• 記述課題 A:
下のデータの行のうち、先頭の行から「<point>24,151</point>」を含む行までを、両端と指示の行も含めてすべて書き直してください。答えの座標の数値だけを2.15倍して四捨五入で整数にし、指示文や例の座標はそのまま残してください。

── 読む文章 ──

見出し画像

チーズと落書き

教員2年目。私は2年生の担任をしていた。

今はアレルギーの視点で見なくなったが、当時は給食でスライスチーズが出ていた。

そんなある日の給食時間、友だちのスライスチーズのフィルムに、油性マジックで落書きをした子がいた。

咄嗟に「何してんの!」と、私は言った。

しかし、そこに書かれていたのは「ハンバーグ」の文字。

「なんでハンバーグって書いたん?」と私が聞くと、

「〇〇(友だちの名前)がハンバーグ好きやから。」「ハンバーグって思ったら〇〇が嫌いなチーズ食べれるかな、と思って。」

ハッとした。彼には悪気はなく、むしろ、友だちを思っての行動だった。

私は「落書きしたから悪いことをした」と決めつけて、頭ごなしに怒ってしまうところだった。

子どもがした行動には、子どもなりの理由があるのかもしれない。

───

• 記述課題 B:
「チーズと落書き」の文章で、子どもが友だちのスライスチーズのフィルムに「ハンバーグ」と書いた理由を、1〜3文で説明してください。

── 表示データ ──

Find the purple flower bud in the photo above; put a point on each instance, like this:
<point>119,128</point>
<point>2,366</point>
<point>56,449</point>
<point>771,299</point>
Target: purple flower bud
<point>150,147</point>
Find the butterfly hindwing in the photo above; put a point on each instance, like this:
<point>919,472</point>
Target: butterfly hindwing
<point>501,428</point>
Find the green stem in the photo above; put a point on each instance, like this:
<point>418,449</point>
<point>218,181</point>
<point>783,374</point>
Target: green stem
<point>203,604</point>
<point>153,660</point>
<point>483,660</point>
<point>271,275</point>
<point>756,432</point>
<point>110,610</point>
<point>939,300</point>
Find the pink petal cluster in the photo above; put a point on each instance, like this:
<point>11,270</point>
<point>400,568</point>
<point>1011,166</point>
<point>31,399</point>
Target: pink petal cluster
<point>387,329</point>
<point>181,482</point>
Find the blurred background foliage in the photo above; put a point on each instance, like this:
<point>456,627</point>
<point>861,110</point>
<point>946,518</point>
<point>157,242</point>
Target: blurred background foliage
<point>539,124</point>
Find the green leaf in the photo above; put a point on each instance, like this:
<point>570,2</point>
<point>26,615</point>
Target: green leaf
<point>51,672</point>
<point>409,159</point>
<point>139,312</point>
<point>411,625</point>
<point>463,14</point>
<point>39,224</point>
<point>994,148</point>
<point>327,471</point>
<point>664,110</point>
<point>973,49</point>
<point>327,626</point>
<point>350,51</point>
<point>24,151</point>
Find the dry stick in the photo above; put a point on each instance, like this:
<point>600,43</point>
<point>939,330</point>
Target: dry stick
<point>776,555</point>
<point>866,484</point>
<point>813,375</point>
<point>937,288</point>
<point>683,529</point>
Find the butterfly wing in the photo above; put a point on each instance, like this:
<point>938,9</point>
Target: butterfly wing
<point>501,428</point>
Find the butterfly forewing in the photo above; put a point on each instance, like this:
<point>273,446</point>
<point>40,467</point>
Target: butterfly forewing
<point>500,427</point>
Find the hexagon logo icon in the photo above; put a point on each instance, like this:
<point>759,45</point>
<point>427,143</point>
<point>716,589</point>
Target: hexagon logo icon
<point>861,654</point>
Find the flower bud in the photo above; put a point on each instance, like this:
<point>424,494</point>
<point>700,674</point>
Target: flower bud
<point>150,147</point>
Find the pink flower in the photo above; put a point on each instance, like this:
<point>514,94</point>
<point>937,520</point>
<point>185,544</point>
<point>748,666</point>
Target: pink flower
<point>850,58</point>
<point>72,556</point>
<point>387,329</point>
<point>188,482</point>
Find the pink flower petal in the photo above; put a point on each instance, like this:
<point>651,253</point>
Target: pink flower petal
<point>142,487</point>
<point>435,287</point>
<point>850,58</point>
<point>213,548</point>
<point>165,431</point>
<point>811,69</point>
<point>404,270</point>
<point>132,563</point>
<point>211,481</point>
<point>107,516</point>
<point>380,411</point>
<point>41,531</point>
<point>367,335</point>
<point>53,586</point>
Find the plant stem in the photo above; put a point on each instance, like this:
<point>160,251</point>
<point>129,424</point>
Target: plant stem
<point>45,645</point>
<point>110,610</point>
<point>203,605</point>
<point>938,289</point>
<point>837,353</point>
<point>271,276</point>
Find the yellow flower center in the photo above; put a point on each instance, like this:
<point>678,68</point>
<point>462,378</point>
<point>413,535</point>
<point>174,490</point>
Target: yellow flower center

───

• 回答 A:
Find the purple flower bud in the photo above; put a point on each instance, like this:
<point>119,128</point>
<point>2,366</point>
<point>56,449</point>
<point>771,299</point>
Target: purple flower bud
<point>323,316</point>
Find the butterfly hindwing in the photo above; put a point on each instance, like this:
<point>919,472</point>
Target: butterfly hindwing
<point>1077,920</point>
Find the green stem in the photo above; put a point on each instance, like this:
<point>418,449</point>
<point>218,181</point>
<point>783,374</point>
Target: green stem
<point>436,1299</point>
<point>329,1419</point>
<point>1038,1419</point>
<point>583,591</point>
<point>1625,929</point>
<point>237,1312</point>
<point>2019,645</point>
Find the pink petal cluster in the photo above; put a point on each instance, like this:
<point>11,270</point>
<point>400,568</point>
<point>1011,166</point>
<point>31,399</point>
Target: pink petal cluster
<point>832,707</point>
<point>389,1036</point>
Find the blurred background foliage in the photo above; put a point on each instance, like this:
<point>456,627</point>
<point>861,110</point>
<point>946,518</point>
<point>157,242</point>
Target: blurred background foliage
<point>1159,267</point>
Find the green leaf in the photo above; put a point on each instance, like this:
<point>570,2</point>
<point>26,615</point>
Target: green leaf
<point>110,1445</point>
<point>879,342</point>
<point>299,671</point>
<point>884,1344</point>
<point>995,30</point>
<point>84,482</point>
<point>2137,318</point>
<point>703,1013</point>
<point>1428,237</point>
<point>2092,105</point>
<point>703,1346</point>
<point>753,110</point>
<point>52,325</point>

• 回答 B:
その友だちがハンバーグを好きだからです。ハンバーグだと思えば、友だちが嫌いなチーズも食べられるかもしれないと考えたからです。